(The problem):
Gather every line of the rows below that contains the string "wall", counting only matches with the same case.
━━━━━━
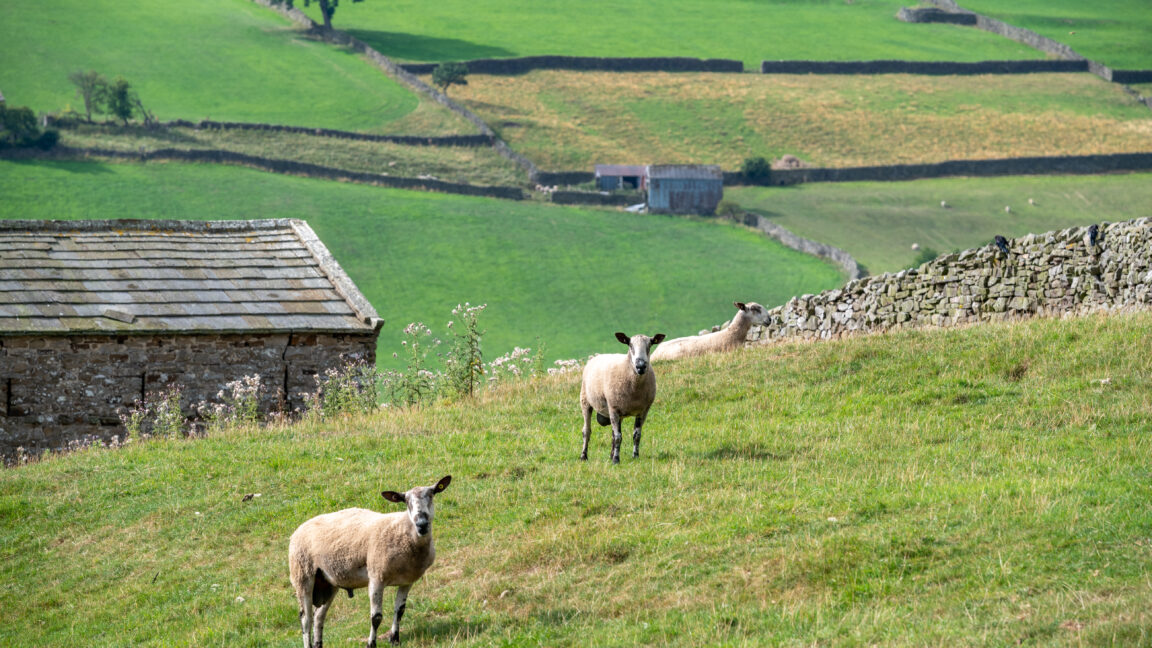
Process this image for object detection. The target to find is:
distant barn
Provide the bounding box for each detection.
[596,164,647,191]
[647,165,723,214]
[0,219,382,455]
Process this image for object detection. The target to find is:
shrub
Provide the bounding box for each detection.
[432,63,468,95]
[740,157,772,184]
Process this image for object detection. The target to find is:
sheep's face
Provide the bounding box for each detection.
[380,475,452,537]
[616,333,664,376]
[733,301,768,326]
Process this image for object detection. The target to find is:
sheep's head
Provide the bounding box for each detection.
[616,332,664,376]
[380,475,452,536]
[732,301,768,326]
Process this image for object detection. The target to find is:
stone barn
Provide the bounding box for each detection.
[594,164,647,191]
[0,219,382,457]
[647,165,723,214]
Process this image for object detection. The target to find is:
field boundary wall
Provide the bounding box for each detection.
[746,218,1152,344]
[400,56,744,76]
[0,146,524,201]
[925,0,1152,83]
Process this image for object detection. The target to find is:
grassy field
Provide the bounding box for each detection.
[454,71,1152,171]
[290,0,1043,69]
[60,125,528,186]
[0,314,1152,647]
[0,0,472,133]
[725,173,1152,273]
[0,161,842,364]
[960,0,1152,69]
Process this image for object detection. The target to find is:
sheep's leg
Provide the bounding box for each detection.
[367,579,384,648]
[632,412,647,459]
[579,405,592,461]
[296,587,312,648]
[313,596,336,648]
[608,408,623,464]
[388,585,412,646]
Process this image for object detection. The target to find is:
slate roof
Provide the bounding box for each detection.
[0,219,382,336]
[647,164,723,181]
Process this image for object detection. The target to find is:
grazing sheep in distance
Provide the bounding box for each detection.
[652,301,768,362]
[579,333,664,464]
[288,475,452,648]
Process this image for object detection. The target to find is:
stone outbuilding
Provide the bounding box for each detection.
[647,165,723,214]
[0,219,382,455]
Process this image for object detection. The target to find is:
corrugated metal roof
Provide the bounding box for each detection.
[647,164,723,182]
[0,219,380,336]
[594,164,647,178]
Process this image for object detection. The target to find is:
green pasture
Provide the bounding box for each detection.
[0,161,842,366]
[960,0,1152,69]
[725,173,1152,274]
[0,314,1152,648]
[458,71,1152,171]
[0,0,444,133]
[60,122,528,187]
[290,0,1043,70]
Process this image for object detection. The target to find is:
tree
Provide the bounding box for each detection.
[68,70,108,122]
[740,157,772,184]
[432,63,468,95]
[283,0,364,30]
[105,76,144,126]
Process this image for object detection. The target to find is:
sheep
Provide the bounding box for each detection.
[288,475,452,648]
[579,332,664,464]
[652,301,768,362]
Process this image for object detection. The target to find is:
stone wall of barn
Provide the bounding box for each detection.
[748,218,1152,344]
[0,333,376,457]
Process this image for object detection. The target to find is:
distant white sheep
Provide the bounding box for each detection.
[579,333,664,464]
[652,301,768,362]
[288,475,452,648]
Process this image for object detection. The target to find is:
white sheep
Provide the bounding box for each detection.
[579,333,664,464]
[652,301,768,362]
[288,475,452,648]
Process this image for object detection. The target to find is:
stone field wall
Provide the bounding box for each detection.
[748,218,1152,344]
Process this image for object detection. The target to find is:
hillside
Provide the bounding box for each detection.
[0,160,842,366]
[0,312,1152,646]
[725,173,1152,274]
[0,0,458,133]
[290,0,1043,69]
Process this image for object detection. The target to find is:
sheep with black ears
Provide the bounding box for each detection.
[579,333,664,464]
[288,475,452,648]
[652,301,768,362]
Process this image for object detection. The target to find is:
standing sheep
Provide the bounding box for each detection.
[579,333,664,464]
[652,301,768,362]
[288,475,452,648]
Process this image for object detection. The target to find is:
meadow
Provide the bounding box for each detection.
[960,0,1152,69]
[725,173,1152,274]
[0,0,463,133]
[0,160,843,367]
[0,314,1152,647]
[454,71,1152,171]
[290,0,1043,70]
[60,122,528,186]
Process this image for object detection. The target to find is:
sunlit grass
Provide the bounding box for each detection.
[0,314,1152,646]
[456,71,1152,171]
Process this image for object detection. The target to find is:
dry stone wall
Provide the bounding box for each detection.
[746,218,1152,344]
[0,333,376,458]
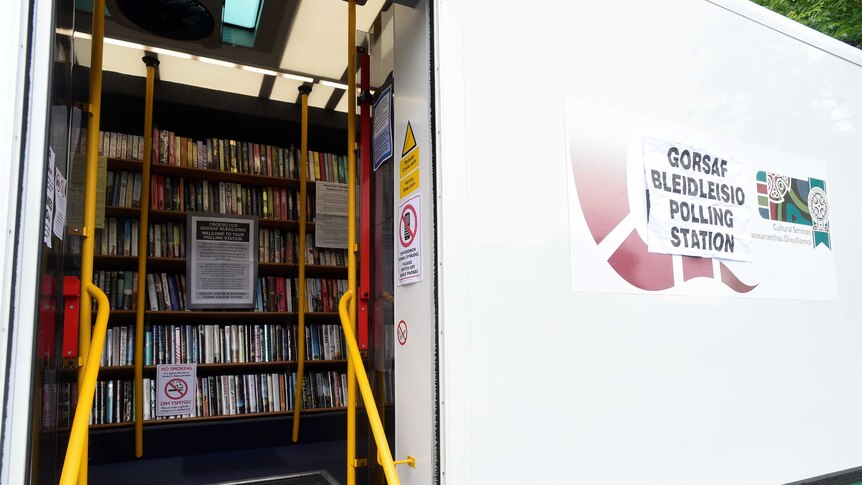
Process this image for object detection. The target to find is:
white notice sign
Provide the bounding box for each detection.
[314,182,347,249]
[397,195,422,286]
[186,214,258,309]
[54,168,68,241]
[643,138,754,261]
[42,147,54,248]
[156,364,197,416]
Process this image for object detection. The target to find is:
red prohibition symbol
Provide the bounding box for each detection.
[165,379,189,400]
[398,320,407,346]
[398,204,419,248]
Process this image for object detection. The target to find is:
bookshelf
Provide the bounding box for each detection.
[59,131,347,432]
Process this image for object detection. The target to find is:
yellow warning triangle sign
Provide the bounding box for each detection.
[401,121,416,157]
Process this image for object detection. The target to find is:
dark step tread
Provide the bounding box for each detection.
[213,471,338,485]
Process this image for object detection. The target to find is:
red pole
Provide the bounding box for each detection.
[356,49,371,350]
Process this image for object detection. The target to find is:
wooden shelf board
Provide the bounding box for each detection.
[85,408,348,431]
[93,359,347,373]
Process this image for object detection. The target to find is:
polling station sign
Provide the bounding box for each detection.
[643,138,753,261]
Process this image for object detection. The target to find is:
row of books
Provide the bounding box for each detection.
[308,151,347,184]
[89,379,135,424]
[305,234,347,266]
[72,128,144,160]
[93,217,138,256]
[150,175,314,222]
[105,170,141,208]
[95,217,347,266]
[257,228,297,264]
[143,371,347,420]
[147,273,186,311]
[147,221,186,258]
[95,217,347,266]
[93,270,138,310]
[56,371,347,429]
[75,128,347,183]
[305,278,347,312]
[153,129,299,178]
[143,324,347,365]
[99,325,135,367]
[255,276,298,312]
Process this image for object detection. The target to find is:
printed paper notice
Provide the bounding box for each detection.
[397,195,422,286]
[314,182,347,249]
[371,86,394,172]
[186,214,258,309]
[643,138,753,261]
[54,168,68,241]
[42,147,54,248]
[156,364,197,417]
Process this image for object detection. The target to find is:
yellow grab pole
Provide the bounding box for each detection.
[293,85,311,443]
[78,0,108,484]
[347,0,358,485]
[135,56,159,458]
[60,284,110,485]
[338,290,404,485]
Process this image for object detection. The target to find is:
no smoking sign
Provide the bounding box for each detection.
[156,364,197,416]
[397,195,422,286]
[396,320,407,347]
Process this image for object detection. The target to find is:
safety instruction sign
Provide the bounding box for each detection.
[156,364,197,416]
[398,195,422,286]
[398,121,420,199]
[371,86,394,172]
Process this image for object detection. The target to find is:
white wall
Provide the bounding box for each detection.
[396,0,437,485]
[438,0,862,484]
[0,0,53,484]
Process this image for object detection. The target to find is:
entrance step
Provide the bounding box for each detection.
[212,470,338,485]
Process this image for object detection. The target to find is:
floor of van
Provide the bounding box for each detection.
[89,441,347,485]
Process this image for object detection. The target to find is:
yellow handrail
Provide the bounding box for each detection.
[60,284,111,485]
[338,290,404,485]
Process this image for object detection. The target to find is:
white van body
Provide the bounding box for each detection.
[0,0,862,484]
[435,0,862,484]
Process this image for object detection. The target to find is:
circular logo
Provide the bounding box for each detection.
[808,187,829,231]
[398,320,407,347]
[165,379,189,400]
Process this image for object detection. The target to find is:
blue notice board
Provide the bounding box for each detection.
[371,85,394,171]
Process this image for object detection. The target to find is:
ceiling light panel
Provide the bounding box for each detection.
[281,0,384,79]
[308,84,335,108]
[75,37,147,77]
[269,77,310,103]
[159,56,263,96]
[335,96,348,113]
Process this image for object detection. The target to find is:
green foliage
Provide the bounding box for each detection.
[752,0,862,48]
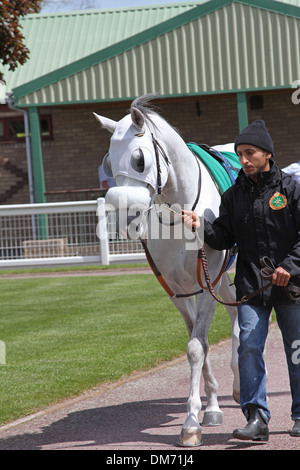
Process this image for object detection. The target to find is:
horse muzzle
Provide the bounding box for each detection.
[105,186,151,240]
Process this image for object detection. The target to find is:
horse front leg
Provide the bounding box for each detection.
[179,293,222,446]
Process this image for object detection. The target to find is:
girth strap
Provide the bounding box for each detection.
[140,238,203,299]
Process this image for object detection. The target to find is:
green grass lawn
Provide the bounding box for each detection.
[0,275,230,424]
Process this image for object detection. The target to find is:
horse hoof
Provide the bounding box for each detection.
[178,428,202,447]
[201,411,223,426]
[232,390,241,404]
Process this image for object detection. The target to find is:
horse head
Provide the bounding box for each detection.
[94,99,169,208]
[94,96,176,237]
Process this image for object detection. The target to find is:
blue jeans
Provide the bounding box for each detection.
[238,303,300,423]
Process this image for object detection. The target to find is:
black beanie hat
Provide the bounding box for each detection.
[234,119,273,154]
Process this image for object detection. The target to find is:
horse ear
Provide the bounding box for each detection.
[130,108,145,131]
[93,113,117,134]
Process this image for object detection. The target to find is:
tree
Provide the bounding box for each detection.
[0,0,41,80]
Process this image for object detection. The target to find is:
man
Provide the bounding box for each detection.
[183,120,300,441]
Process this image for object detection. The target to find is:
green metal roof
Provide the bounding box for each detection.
[2,0,206,90]
[5,0,300,106]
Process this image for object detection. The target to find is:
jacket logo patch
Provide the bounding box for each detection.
[269,192,287,211]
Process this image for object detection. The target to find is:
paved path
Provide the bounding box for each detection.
[0,326,300,452]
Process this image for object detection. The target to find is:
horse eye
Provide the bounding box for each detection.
[102,153,113,178]
[131,148,145,173]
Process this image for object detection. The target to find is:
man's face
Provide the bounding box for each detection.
[236,144,272,181]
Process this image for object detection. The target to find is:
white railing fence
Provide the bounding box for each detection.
[0,198,145,268]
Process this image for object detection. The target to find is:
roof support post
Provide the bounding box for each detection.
[236,91,249,132]
[28,106,46,203]
[28,106,48,240]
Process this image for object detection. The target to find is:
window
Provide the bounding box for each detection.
[0,116,53,143]
[250,95,264,109]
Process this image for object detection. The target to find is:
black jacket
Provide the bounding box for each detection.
[204,160,300,305]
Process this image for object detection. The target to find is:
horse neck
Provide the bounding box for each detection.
[157,126,200,206]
━━━━━━
(Response to the exercise):
field boundary wall
stone wall of barn
stone field wall
dry stone wall
white wall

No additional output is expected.